== Segment start ==
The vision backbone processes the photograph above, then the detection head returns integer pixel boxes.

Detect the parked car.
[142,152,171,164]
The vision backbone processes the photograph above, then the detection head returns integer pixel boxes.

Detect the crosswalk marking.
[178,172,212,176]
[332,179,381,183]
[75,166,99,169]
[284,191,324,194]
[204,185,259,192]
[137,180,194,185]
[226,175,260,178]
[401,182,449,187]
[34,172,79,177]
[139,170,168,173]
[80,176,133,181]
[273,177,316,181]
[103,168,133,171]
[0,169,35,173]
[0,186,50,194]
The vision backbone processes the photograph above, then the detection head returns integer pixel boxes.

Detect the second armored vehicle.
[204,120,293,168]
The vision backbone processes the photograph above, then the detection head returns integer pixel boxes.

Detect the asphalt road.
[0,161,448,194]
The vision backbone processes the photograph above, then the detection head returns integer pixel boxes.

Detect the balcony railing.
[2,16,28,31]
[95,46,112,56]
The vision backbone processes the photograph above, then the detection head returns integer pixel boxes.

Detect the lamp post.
== Segment end ==
Exercise aim:
Reproduce the preceding entries exactly and completely.

Result of this exercise:
The vision backbone processes the photograph above, then the detection head returns integer pixel boxes.

Detect the parked car.
[142,152,171,164]
The vision backbone processes the photograph above, then the detection head returns integer pixel boxes.

Detect the crosswalk marking.
[178,172,212,176]
[332,179,381,183]
[75,166,99,169]
[284,191,324,194]
[204,185,259,192]
[137,180,194,185]
[226,175,260,178]
[401,182,449,187]
[34,172,79,177]
[139,170,168,173]
[80,176,133,181]
[273,177,316,181]
[103,168,133,171]
[0,169,35,173]
[0,186,50,194]
The vision backbone processes the photograph above, then the detection head returns integer pixel boxes.

Detect the second armored vehicle.
[204,120,293,168]
The vision backbone processes the photograph above, then the detection head returns integer pixel boxes.

Detect the asphalt road.
[0,161,448,194]
The vision backbone processes the photograph above, then the detection head returns integer pixel boxes.

Detect the balcony railing.
[2,16,28,31]
[95,46,112,56]
The vision backbone processes the photograph above, then the detection head returns integer pixel boxes.

Detect the lamp post.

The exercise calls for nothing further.